Aim
Give the records below as a two-column CSV headed text,answer, with one row per record. Put its text and its answer each in a quoted field, replacing line breaks with spaces.

Material to process
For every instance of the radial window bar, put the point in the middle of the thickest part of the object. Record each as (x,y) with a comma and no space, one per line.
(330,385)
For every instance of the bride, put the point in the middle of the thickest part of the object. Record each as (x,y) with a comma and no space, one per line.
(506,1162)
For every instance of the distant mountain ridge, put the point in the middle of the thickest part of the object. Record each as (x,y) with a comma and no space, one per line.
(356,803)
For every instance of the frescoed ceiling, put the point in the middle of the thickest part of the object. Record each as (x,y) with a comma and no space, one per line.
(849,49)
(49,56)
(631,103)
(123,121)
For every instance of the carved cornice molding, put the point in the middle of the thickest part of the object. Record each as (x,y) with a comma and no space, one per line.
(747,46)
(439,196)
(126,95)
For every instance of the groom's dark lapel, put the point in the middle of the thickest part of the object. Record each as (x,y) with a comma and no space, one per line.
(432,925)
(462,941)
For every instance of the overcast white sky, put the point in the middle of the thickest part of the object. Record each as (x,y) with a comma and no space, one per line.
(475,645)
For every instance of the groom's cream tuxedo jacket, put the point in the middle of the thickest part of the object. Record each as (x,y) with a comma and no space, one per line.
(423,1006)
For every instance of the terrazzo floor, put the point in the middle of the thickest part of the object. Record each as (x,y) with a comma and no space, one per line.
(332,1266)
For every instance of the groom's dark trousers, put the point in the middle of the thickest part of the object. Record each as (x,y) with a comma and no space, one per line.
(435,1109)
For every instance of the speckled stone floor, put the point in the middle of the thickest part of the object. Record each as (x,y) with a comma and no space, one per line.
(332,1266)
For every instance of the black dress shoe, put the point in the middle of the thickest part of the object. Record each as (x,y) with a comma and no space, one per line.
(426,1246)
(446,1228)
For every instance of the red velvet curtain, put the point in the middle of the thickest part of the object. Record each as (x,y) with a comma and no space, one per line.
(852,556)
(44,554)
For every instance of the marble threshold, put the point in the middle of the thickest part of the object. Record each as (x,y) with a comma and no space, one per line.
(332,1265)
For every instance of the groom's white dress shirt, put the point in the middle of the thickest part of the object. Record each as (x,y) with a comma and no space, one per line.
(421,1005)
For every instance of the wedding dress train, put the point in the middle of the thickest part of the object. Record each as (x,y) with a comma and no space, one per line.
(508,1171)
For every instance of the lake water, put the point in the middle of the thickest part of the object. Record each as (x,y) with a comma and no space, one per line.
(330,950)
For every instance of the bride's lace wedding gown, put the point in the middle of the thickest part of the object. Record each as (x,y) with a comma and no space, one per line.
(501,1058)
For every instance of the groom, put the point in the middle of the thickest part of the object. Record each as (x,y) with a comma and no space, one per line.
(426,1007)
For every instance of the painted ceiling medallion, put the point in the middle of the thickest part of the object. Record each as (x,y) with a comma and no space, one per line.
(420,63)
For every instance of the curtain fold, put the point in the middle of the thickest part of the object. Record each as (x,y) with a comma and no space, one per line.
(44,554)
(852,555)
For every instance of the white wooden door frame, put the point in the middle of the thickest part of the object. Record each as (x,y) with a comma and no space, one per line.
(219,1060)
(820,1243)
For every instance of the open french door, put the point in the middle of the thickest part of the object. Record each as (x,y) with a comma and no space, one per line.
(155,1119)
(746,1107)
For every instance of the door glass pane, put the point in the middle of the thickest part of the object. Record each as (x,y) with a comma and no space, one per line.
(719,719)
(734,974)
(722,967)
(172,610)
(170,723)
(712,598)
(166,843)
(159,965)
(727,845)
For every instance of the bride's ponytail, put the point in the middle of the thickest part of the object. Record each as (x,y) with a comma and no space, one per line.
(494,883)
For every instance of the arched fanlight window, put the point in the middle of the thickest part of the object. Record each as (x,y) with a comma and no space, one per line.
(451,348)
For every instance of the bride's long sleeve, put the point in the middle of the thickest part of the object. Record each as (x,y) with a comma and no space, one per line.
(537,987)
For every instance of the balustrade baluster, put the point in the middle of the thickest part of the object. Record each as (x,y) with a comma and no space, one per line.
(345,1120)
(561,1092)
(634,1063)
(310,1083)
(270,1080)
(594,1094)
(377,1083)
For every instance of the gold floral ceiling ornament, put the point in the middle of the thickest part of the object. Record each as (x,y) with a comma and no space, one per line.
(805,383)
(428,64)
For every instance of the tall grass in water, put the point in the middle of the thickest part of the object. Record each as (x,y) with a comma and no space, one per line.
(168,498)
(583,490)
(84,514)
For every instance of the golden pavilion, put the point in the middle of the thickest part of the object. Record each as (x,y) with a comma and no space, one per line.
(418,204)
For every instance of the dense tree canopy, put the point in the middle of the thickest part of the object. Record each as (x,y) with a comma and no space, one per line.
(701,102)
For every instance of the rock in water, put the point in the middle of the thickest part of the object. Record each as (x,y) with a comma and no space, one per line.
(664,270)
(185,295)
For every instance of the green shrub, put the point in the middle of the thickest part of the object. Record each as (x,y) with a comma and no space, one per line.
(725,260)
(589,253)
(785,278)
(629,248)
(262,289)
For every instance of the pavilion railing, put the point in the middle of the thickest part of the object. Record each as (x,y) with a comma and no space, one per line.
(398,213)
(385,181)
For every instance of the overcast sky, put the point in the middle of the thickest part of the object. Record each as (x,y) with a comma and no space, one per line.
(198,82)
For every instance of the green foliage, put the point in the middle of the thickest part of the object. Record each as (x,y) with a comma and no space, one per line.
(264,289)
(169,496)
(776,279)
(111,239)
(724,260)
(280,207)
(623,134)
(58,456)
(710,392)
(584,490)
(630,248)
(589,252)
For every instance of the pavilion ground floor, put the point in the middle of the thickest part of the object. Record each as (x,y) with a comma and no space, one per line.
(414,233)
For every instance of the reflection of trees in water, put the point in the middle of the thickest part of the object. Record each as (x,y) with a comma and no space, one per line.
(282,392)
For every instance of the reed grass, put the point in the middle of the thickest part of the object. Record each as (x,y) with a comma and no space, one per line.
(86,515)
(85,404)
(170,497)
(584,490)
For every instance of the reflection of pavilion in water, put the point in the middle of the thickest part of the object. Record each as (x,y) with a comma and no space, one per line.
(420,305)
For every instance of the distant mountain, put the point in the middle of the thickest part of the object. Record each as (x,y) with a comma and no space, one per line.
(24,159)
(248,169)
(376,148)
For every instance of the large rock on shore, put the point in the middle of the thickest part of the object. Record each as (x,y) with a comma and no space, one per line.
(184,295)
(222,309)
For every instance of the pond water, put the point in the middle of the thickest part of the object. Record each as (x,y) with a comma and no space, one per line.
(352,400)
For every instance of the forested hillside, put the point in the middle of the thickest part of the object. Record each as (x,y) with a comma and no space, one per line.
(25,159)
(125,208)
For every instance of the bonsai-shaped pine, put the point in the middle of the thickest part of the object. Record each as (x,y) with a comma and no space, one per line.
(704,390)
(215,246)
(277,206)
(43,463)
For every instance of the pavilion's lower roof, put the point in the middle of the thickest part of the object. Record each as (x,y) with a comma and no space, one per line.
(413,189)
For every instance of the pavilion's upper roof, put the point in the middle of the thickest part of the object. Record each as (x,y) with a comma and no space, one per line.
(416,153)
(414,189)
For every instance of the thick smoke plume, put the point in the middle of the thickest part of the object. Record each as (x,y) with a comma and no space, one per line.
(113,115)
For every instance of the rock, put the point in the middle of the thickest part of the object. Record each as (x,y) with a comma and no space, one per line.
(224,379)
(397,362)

Exercise output
text,answer
"For every instance of the radial window bar, put the point in the middle of the thickest part of the object. Record each as (x,y) with a comma and no space, one per line.","(330,385)"
"For every instance of the bride, put the point in the middle of the thickest part of the object. Record each as (x,y) with a comma and no space, one per line.","(506,1162)"
"For every instance of the distant mountain ridge, put the point in the middle of the thickest part of the object. Record each as (x,y) with a comma and no space, one per line.","(356,803)"
"For every instance of the frescoed ceiling, put the point in the middle of the thickest part of the object. Record each as (x,y) with a comma and no space, one per line.","(849,49) (49,56) (631,103) (123,121)"
"For every instance of the carved cornice molding, put the point in the middle of the thickest part of the object. Record each as (x,y) with a comma and no space, one per line.","(747,46) (439,196) (126,95)"
"For every instance of the groom's dark lapel, put the point in the middle of the thickest part of the object. Record each as (x,y) with a comma and no space, one per line.","(432,925) (462,941)"
"For every instance of the overcast white sky, put the point in the middle of the thickest part of the object. Record each as (x,y) with a comma and no space, one per line.","(475,645)"
"For every instance of the groom's cream tuxedo jacket, put the point in the middle of the thickest part of the object. Record each as (x,y) with a comma and no space, one per line.","(423,1006)"
"For every instance of the terrazzo floor, put the point in the middle of the thickest part of the object. Record each as (x,y) with a comma and no space, one per line.","(332,1266)"
"For every instance of the groom's dark trousers, put the point in the middle of the thickest part of the object. Record each as (x,y) with a comma and no space, one per line.","(435,1109)"
"For every instance of the speckled stone floor, put the point in the middle of the thickest part of the object. Record each as (x,y) with a comma and no space, one per line.","(332,1266)"
"For every instance of the black dress shoe, put the point in the middle of the thickest part of the object. Record each as (x,y) with a comma and no space, one per line.","(426,1246) (446,1228)"
"For every instance of the red velvet curtain, put the point in the middle of the thickest part of the object. Record each as (x,y) with a comma and no space, one per line.","(852,556) (44,554)"
"For every instance of the marble threshold, put the point in the middle of the thickest part of the object. Record each as (x,y) with a comma and no space, one per line.","(332,1265)"
"For every instance of the groom's white dress shirt, put the point in the middle of the thickest part of the object. Record each as (x,y) with a comma and no space, one per line.","(421,1005)"
"For every instance of the wedding dress train, put the point in the middle of the thickest part of the object. Record each as (x,y) with a comma and no space, one per line.","(508,1171)"
"For every instance of the lake water, put the point in the middle of the thickest part of the object. Record each as (x,y) with a comma and no space, one per line.","(330,950)"
"For every instance of the bride's lace wedding gown, put the point in the middle of the thickest part of the object. Record each as (x,y) with a comma and no space, one per line.","(501,1058)"
"For every instance of the groom, put the point in the middle of the thickest part of the object. Record each as (x,y) with a comma and no space, one per line.","(426,1007)"
"For every instance of the painted ceiling medallion, put the point in the middle of the thickest part of the object. Record each as (x,y) with a comma and no space, one per line.","(420,63)"
"For every instance of the curtain fold, put the point in the middle of the thickest part of the object. Record each as (x,y) with a comma and no space, one per line.","(44,554) (852,555)"
"For every instance of the white wooden door frame, put the point in the middle of the thickest part of the object. Record each as (x,y) with a comma and no space, one per line.","(219,1060) (820,1243)"
"For every instance of the open french door, put the point in the middle of the thickest part of the object. Record each as (x,y) with a comma and no space, one per line.","(155,1119) (746,1107)"
"For every instance of the door glass pane, put the point in the middle of the thickest part of the object. Record each as (x,y) with a comma and no space, one per line.","(719,719) (734,974) (722,967) (172,610) (170,723) (712,598) (166,843) (159,965) (727,845)"
"For every instance of the bride's ponytail, put the point in the middle of the thickest part of the object. Record each as (x,y) with a comma and no space, one per line.","(494,883)"
"For every instance of the arched fanlight window, put the point in the middle of the thickest part of the object. Record each as (x,y) with a comma and no space, one per line.","(451,348)"
"For every instance of the bride's long sleeve, put the point in the middle of the thickest part of the object. Record each as (x,y) with a comma and no space, one per line.","(537,987)"
"For every instance of the balustrade baluster, put the point in the middle of the thickest part of the object. Record each as (x,y) with a comma and no space, one per line.","(345,1120) (561,1092) (634,1063) (310,1083) (270,1080) (594,1094) (377,1083)"
"For every instance of the gold floral ceiling ornament, put the point in the middle of the thickest part of the object. Record each as (x,y) with a comma and no space, one per line.","(805,383) (428,64)"
"For every instance of the tall grass in water, put the point in the middle of the thickest part of the object. Record each as (x,y) with a comma and no space, one per line.","(168,498) (583,490) (84,514)"
"For every instance of the golden pavilion, put the point in the middle of the thickest part of the object. Record each as (x,y) with a comma and no space, one per line.","(418,204)"
"For every instance of the dense tree canopy, put the point in the middle of the thickest part of the object. Record each as (x,y) with a comma and no space, one per line.","(701,102)"
"For every instance of the rock in water, put the point in the middle of the thickest part of the object. Record each as (x,y) with a comma and no space, one per line.","(664,270) (185,295)"
"For every instance of the green shrub, put the point in the middle of the thickest part of the object. Record each as (x,y) with a comma and no space, one per line.","(725,260) (589,253) (785,278) (629,248) (262,289)"
"For every instance of the pavilion railing, put the point in the middle of the thickest part of the object. Record each as (x,y) with a comma and no space, one per line.","(398,213) (385,181)"
"For every instance of the overcast sky, put the point in the middle of the thickest part of the object. Record each as (x,y) with a comma and no space, one per line.","(198,82)"
"For every instance of the green foliage, put the point in the middle of the thickest part of the object. Record each as (x,y) with a comma and no space, one per line.","(264,289) (169,496) (776,279) (111,239) (724,260) (280,207) (623,134) (58,456) (710,392) (584,490) (630,248) (589,252)"
"For every instance of the pavilion ground floor, put the point in the middle of the thickest part of the object. Record each as (x,y) with a comma and no space, one per line.","(414,233)"
"For every instance of the reflection of trees in water, put the point in the middle of the thickest part of the object. Record each as (x,y) with a comma and no space, one per line.","(282,392)"
"For every instance of the reed grass, put the point in the middle of the thickest part of the object. Record each as (x,y) with a comma and no space, one per line.","(86,515) (85,404) (170,497) (584,490)"
"For every instance of the reflection of pavilion in water, put the point in the middle of the thickest part of the object. Record each as (x,y) with a comma and no space, one per line.","(420,305)"
"For every instance of the distant mountain, put the point in the middle of the thickest part of the object. Record each as (x,y) with a comma and no space, one per line.","(24,159) (248,169) (376,148)"
"For every instance of the large rock on shore, put the point in the middle of the thickest part of the object. Record each as (x,y) with a comma and no space, one per line.","(184,295) (222,309)"
"For every instance of the pond water, put the point in the middle of the thickest part of the object. Record each as (x,y) with a comma and no space, one per line.","(352,400)"
"For every instance of the forested hillside, put the point in the middle of the thickest part of the object. Record each as (x,y) with a comma and no space, one per line.","(25,159) (125,208)"
"For every instance of the bonsai-shaped pine, put the point in the middle of the thickest part of the object. Record each as (x,y) with a comma and no space, one per line.","(704,390) (215,246) (277,206) (43,463)"
"For every instance of the pavilion's lower roof, put the point in the middle of the thickest part of the object. Record each as (x,y) with a comma and no space, one per line.","(413,189)"
"For every instance of the pavilion's upper roof, put the point in the middle of the thickest part of the object. Record each as (x,y) with a comma and no space, one per line.","(416,153) (414,189)"
"For every instance of the thick smoke plume, put the point in the middle of the thickest part of the object. Record each as (x,y) with a comma and no space, one per line.","(113,115)"
"For every instance of the rock, put the point in the middle of the thickest part of the object. Record each as (x,y) with a comma and no space, one per line.","(224,379) (397,362)"